> [The problem]: Turn the rows below, starting at the line that contains "Task: locate every hanging" and ending at the line that contains "(141, 890), (169, 953)", into a JSON list of strings, with one string per line and no blank lines.

↓↓↓

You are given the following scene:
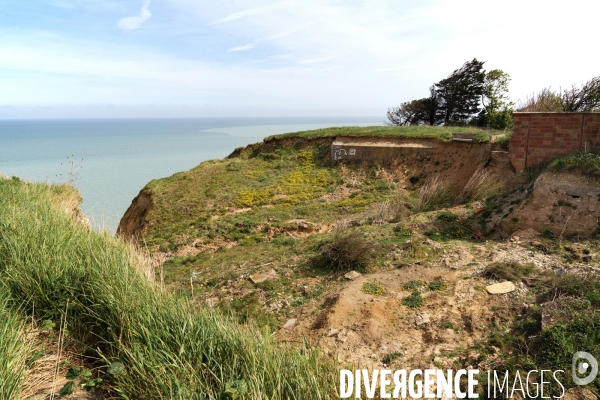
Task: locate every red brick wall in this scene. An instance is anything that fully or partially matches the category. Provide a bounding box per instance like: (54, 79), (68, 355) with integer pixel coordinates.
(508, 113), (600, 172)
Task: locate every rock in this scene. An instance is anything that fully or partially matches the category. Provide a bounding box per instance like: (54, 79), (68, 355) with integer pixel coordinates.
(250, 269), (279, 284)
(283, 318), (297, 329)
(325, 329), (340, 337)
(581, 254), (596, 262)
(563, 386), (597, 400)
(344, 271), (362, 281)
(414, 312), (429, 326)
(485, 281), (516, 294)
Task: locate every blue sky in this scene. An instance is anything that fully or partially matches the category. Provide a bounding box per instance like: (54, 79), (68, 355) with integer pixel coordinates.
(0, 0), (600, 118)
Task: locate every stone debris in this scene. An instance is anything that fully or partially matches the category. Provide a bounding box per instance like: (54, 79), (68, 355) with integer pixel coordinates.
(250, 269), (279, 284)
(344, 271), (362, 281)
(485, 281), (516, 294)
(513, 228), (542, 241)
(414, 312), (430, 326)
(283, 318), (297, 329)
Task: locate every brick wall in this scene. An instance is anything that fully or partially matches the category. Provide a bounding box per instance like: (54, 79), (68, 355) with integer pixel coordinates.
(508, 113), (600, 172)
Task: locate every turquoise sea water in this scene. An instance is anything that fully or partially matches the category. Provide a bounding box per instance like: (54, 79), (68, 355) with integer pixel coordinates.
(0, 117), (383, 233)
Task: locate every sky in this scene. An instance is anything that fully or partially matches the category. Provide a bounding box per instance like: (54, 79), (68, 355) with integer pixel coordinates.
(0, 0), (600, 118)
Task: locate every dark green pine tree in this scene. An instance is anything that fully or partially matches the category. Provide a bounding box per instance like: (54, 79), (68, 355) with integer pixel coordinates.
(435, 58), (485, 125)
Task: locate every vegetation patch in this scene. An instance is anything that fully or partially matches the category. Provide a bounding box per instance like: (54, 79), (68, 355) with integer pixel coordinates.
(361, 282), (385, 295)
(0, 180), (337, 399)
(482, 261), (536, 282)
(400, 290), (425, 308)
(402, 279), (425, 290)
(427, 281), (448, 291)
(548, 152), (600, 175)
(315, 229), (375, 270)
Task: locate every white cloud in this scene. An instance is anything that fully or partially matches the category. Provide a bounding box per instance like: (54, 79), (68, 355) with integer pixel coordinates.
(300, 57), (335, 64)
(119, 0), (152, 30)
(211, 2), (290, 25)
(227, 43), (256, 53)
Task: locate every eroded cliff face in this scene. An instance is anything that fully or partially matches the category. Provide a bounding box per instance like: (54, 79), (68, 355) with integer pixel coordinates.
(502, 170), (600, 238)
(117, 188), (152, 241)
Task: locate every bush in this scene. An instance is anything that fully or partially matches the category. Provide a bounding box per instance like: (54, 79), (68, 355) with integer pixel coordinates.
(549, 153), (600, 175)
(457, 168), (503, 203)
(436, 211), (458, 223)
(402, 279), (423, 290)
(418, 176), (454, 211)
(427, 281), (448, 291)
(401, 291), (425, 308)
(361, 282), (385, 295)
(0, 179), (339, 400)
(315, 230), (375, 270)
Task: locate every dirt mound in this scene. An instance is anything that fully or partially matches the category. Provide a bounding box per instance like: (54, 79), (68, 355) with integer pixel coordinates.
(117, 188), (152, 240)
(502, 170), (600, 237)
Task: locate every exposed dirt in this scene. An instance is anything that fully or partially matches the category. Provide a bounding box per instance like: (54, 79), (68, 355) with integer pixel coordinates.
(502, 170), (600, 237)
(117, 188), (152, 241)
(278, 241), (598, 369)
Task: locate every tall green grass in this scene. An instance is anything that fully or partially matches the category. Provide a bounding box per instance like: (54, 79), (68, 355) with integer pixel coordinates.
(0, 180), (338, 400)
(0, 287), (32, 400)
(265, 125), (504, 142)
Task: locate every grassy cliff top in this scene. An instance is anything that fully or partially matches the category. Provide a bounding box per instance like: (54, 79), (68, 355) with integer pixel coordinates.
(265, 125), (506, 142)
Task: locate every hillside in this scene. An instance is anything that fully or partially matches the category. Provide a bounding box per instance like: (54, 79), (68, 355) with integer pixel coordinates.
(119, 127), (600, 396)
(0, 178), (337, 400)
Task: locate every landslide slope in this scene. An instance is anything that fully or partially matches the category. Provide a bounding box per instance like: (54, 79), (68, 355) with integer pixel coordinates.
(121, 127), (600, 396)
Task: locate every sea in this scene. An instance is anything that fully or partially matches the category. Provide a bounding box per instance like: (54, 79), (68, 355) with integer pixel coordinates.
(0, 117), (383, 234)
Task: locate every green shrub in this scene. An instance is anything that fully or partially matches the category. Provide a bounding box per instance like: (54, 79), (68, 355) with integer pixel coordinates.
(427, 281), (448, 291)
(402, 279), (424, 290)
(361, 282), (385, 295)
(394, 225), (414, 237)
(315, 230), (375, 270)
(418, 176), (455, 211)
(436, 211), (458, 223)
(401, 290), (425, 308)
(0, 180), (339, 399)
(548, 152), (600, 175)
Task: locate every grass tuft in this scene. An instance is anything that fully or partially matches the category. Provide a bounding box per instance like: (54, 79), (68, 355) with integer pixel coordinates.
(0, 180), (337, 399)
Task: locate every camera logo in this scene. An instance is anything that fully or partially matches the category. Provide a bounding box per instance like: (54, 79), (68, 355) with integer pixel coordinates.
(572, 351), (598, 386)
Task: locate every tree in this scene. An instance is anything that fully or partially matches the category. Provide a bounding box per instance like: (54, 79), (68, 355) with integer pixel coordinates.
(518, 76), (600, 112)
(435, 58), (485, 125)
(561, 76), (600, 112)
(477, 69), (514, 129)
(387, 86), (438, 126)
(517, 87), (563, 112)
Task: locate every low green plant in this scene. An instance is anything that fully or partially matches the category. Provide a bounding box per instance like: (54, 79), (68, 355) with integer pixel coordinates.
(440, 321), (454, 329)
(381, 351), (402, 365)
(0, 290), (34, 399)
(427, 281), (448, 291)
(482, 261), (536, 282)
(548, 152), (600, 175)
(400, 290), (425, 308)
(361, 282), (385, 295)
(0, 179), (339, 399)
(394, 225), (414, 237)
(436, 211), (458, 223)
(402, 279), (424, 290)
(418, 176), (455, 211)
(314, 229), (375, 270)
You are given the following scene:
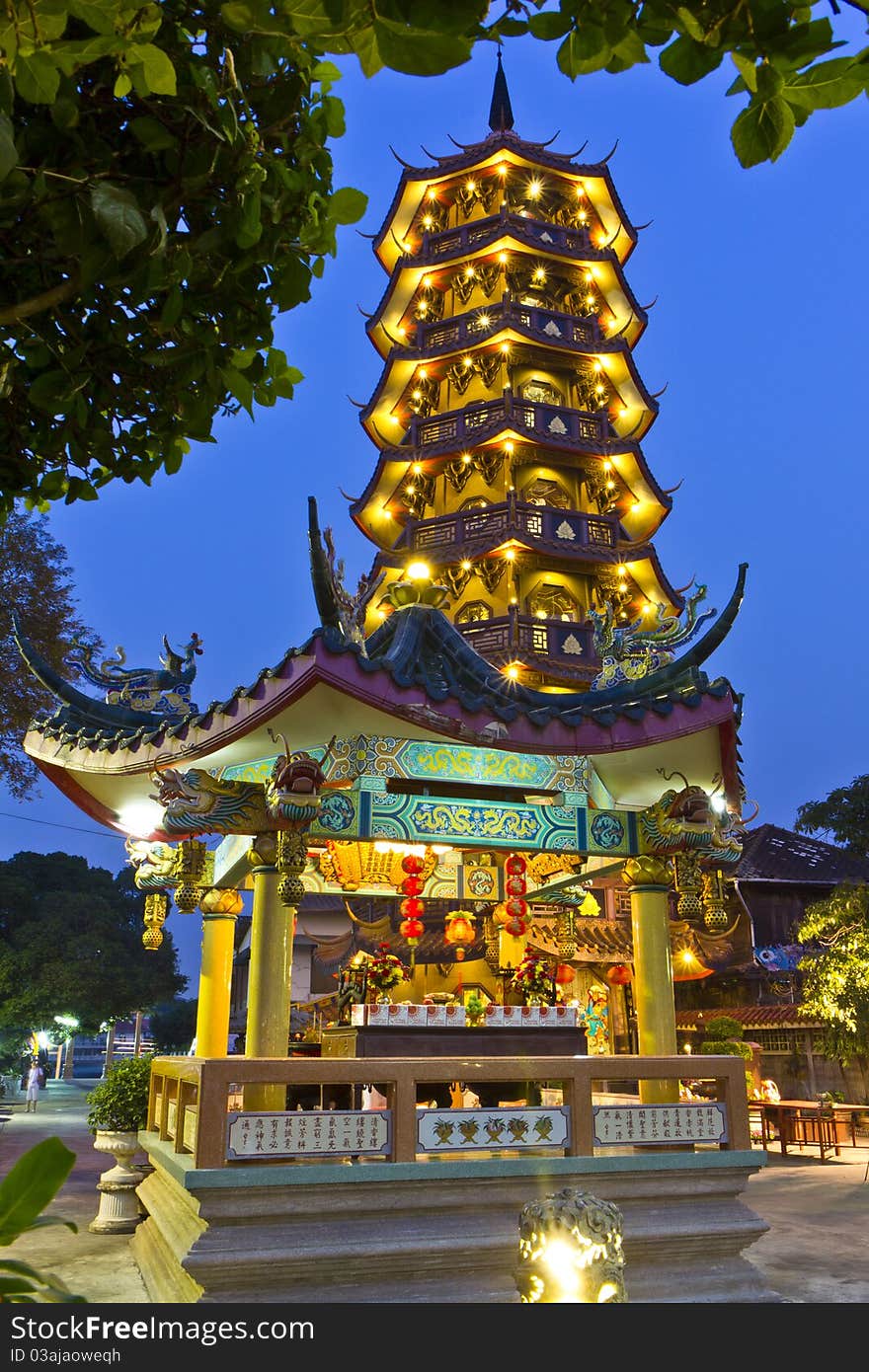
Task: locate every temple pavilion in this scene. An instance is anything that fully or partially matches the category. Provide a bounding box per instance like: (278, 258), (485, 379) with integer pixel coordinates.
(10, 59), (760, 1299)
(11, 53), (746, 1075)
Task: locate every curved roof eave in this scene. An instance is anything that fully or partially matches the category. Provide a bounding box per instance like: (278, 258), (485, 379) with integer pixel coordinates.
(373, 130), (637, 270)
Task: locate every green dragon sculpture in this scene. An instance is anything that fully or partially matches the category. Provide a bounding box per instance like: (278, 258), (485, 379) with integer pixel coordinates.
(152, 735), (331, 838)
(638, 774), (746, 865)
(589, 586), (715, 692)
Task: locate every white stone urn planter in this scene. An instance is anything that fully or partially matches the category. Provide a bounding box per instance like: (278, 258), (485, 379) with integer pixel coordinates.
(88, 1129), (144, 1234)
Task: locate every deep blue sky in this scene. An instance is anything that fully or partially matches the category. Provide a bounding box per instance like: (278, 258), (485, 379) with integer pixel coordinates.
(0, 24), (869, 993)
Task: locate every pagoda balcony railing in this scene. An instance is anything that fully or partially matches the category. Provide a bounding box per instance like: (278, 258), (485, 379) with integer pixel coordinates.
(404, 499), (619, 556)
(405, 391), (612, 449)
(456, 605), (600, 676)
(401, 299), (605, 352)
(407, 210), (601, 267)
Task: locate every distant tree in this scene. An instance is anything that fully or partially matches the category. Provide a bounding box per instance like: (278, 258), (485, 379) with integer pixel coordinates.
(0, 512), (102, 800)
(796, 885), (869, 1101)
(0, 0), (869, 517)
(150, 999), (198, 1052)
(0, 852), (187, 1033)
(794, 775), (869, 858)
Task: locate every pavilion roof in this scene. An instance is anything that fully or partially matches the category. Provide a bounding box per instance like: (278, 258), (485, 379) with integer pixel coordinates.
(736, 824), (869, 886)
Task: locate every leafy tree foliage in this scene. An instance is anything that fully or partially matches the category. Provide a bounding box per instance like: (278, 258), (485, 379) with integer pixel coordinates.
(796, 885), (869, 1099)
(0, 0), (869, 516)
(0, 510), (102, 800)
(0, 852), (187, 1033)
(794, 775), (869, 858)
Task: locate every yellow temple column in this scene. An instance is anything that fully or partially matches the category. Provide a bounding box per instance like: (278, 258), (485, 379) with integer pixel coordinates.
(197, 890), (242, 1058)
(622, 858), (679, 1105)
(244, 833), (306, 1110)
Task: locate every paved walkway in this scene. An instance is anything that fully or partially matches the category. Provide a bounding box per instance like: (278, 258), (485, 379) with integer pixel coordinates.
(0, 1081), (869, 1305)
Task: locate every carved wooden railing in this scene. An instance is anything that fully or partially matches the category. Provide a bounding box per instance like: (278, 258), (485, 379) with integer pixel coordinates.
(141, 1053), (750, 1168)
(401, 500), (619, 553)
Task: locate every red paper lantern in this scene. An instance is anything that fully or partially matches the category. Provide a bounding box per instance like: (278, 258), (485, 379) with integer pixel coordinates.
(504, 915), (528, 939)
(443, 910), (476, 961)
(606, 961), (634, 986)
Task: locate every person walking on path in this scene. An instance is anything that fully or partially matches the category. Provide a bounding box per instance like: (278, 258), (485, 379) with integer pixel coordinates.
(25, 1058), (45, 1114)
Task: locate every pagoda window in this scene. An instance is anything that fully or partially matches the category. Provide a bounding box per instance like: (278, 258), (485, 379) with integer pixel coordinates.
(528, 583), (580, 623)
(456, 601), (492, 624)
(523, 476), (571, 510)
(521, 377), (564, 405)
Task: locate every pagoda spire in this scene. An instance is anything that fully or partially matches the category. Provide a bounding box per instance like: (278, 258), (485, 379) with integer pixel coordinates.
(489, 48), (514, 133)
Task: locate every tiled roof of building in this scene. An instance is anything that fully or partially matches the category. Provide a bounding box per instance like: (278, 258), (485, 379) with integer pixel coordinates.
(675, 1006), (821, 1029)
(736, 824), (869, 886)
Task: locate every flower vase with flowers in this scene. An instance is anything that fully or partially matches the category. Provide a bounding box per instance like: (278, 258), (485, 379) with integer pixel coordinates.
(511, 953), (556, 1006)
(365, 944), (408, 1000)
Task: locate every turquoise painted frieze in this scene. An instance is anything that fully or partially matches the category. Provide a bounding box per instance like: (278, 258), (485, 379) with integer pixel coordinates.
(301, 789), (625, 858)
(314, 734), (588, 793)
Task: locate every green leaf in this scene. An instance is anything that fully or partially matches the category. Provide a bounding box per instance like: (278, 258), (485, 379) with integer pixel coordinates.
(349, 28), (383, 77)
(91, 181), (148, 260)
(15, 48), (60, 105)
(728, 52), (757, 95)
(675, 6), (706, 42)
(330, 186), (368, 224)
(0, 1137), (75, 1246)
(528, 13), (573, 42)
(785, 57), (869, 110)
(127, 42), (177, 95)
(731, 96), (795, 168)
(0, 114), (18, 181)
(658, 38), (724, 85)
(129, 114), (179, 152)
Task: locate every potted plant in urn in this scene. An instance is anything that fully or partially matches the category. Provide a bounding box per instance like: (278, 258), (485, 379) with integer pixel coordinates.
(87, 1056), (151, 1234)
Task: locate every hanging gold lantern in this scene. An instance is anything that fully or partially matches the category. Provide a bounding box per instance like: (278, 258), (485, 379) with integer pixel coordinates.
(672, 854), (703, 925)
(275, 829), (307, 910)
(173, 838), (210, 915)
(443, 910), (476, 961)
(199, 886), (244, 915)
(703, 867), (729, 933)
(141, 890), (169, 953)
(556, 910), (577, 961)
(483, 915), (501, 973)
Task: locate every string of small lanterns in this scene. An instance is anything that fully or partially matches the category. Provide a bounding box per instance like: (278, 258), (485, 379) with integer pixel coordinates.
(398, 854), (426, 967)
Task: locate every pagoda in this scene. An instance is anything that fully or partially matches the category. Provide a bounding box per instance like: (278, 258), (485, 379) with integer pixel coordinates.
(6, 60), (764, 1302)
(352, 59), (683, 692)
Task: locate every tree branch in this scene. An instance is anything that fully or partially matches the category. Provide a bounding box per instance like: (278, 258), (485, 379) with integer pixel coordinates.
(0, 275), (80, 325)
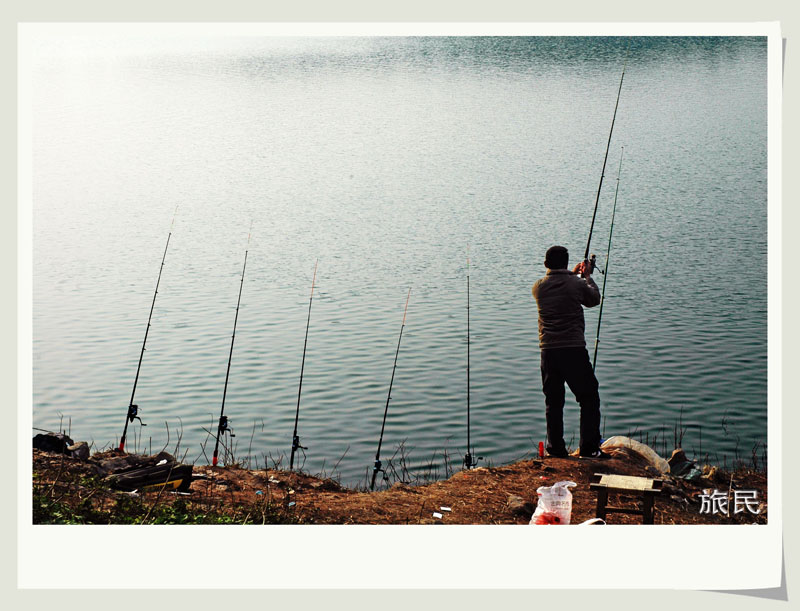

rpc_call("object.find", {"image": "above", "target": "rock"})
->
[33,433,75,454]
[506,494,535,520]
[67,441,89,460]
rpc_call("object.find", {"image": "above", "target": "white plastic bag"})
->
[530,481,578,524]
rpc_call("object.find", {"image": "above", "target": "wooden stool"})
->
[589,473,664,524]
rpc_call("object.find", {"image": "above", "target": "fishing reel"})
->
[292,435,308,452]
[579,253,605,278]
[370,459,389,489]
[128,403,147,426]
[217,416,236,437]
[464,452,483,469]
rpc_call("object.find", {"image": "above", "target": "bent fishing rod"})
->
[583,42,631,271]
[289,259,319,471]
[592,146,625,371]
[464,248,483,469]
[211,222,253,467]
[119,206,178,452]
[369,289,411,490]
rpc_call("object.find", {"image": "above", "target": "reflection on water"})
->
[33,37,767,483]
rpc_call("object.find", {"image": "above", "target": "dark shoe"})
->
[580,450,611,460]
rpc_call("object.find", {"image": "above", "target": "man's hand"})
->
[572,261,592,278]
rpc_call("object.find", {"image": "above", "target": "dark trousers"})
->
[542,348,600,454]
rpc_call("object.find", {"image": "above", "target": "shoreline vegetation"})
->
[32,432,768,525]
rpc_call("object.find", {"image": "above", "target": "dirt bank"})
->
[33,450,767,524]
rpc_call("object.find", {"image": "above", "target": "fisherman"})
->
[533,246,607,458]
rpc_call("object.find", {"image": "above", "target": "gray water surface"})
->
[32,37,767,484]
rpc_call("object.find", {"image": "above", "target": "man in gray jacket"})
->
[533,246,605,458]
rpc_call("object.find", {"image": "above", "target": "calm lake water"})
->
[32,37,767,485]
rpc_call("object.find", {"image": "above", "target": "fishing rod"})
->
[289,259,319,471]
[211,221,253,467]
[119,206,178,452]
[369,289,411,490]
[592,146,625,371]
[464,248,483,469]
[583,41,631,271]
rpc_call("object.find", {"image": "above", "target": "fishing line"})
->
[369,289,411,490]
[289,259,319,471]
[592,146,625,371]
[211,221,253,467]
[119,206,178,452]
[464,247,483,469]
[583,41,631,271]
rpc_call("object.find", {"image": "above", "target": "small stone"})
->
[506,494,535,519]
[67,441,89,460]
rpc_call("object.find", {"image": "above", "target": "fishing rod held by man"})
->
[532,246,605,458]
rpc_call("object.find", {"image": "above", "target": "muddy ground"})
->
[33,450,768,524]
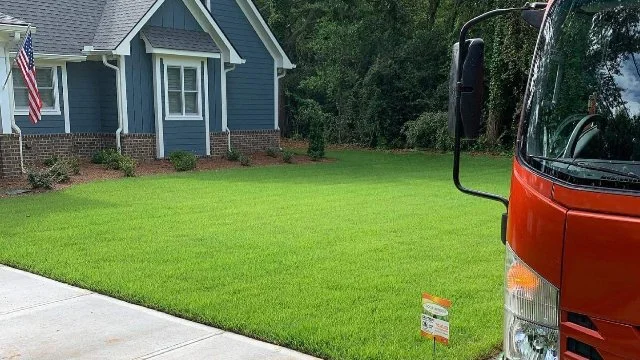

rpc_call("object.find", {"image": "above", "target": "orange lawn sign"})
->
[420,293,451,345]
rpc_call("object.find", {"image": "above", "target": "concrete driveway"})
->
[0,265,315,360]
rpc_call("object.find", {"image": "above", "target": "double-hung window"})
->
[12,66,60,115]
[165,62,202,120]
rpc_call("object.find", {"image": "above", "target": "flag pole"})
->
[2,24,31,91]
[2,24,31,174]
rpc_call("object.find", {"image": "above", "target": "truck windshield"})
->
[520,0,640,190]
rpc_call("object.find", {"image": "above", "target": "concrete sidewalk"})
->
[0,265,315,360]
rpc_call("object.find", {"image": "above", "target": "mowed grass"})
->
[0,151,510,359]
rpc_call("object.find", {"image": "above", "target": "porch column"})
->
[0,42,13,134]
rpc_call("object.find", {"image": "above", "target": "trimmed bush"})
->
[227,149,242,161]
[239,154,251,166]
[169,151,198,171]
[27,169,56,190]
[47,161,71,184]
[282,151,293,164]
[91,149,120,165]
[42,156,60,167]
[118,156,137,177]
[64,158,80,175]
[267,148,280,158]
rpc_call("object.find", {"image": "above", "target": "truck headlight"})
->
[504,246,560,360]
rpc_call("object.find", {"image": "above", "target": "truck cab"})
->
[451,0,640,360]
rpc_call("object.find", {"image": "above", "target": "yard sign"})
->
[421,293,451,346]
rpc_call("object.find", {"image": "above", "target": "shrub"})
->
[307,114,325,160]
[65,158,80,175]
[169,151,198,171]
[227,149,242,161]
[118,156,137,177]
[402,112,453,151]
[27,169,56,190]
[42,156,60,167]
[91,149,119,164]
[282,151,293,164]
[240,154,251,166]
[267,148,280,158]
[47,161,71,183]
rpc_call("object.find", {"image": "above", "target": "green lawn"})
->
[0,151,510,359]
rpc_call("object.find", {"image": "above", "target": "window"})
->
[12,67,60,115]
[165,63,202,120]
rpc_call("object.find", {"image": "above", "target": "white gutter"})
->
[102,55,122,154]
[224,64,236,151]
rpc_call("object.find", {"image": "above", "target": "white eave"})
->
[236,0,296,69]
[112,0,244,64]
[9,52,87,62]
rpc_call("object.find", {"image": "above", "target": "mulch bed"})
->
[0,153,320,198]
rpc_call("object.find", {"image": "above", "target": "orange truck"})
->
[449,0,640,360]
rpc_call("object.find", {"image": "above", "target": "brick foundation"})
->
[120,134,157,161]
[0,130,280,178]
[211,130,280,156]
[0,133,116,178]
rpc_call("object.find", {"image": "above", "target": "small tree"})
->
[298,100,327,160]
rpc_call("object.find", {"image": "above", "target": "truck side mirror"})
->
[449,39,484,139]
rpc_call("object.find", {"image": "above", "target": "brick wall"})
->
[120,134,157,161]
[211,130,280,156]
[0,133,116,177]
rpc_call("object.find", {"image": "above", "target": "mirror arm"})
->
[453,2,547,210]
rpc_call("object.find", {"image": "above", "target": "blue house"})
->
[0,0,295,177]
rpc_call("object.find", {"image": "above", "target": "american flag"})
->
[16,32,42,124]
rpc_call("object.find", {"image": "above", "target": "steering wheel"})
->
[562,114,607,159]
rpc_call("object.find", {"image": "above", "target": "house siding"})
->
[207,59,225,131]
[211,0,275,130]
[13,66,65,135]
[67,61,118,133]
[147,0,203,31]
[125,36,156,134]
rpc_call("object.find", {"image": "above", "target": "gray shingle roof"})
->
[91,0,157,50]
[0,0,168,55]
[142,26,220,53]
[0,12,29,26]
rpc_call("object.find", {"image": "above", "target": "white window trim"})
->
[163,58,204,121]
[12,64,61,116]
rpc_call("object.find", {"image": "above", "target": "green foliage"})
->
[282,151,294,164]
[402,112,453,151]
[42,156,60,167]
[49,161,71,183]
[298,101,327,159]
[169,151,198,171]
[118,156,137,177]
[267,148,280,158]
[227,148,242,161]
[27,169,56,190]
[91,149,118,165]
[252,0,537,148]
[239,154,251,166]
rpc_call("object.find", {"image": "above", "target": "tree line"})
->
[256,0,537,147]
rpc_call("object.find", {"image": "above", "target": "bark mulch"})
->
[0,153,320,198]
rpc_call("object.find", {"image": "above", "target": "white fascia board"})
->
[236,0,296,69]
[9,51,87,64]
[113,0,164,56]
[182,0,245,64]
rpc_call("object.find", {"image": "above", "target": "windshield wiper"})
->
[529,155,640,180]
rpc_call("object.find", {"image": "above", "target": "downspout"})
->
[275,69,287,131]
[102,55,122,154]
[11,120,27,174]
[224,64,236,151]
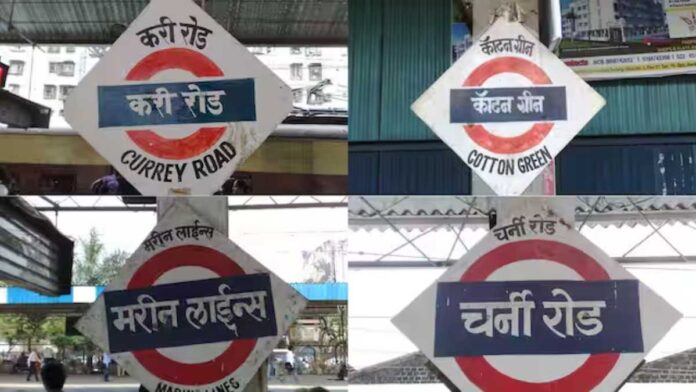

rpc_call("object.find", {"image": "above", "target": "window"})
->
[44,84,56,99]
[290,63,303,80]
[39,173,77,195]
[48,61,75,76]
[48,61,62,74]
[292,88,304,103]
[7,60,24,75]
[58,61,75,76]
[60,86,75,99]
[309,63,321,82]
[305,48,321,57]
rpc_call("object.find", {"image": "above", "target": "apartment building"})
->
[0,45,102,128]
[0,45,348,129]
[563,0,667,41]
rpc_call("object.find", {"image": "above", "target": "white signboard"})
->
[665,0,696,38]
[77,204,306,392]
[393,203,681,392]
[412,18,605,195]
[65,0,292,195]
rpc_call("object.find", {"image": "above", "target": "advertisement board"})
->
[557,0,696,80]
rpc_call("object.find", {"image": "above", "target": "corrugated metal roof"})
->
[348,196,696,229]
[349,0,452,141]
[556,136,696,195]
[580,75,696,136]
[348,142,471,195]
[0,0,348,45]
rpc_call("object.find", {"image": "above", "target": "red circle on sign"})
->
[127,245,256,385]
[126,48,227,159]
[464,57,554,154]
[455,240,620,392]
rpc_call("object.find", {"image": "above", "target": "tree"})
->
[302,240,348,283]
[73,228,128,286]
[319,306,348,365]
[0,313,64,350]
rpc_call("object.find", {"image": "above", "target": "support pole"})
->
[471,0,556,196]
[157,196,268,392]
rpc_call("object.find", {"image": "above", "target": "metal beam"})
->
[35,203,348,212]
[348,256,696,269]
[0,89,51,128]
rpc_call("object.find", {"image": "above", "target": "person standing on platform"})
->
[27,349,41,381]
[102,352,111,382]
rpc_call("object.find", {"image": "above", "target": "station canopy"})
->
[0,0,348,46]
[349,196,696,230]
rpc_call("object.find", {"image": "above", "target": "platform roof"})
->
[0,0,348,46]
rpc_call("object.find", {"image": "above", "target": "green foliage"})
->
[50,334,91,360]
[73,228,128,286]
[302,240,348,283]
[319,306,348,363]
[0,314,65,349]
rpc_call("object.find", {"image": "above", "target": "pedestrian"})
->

↑↑↑

> [The solution]:
[
  "Task: locate every hanging gold lantern in this scene. An instance is anything that fully or partially matches the category. Provide a bounding box per instance like: (278, 258), (485, 379) with integer pixel coordinates.",
  "(672, 854), (703, 925)",
  "(275, 829), (307, 910)",
  "(173, 838), (210, 915)",
  "(443, 910), (476, 961)",
  "(199, 886), (244, 915)",
  "(703, 867), (729, 933)",
  "(141, 890), (169, 953)"
]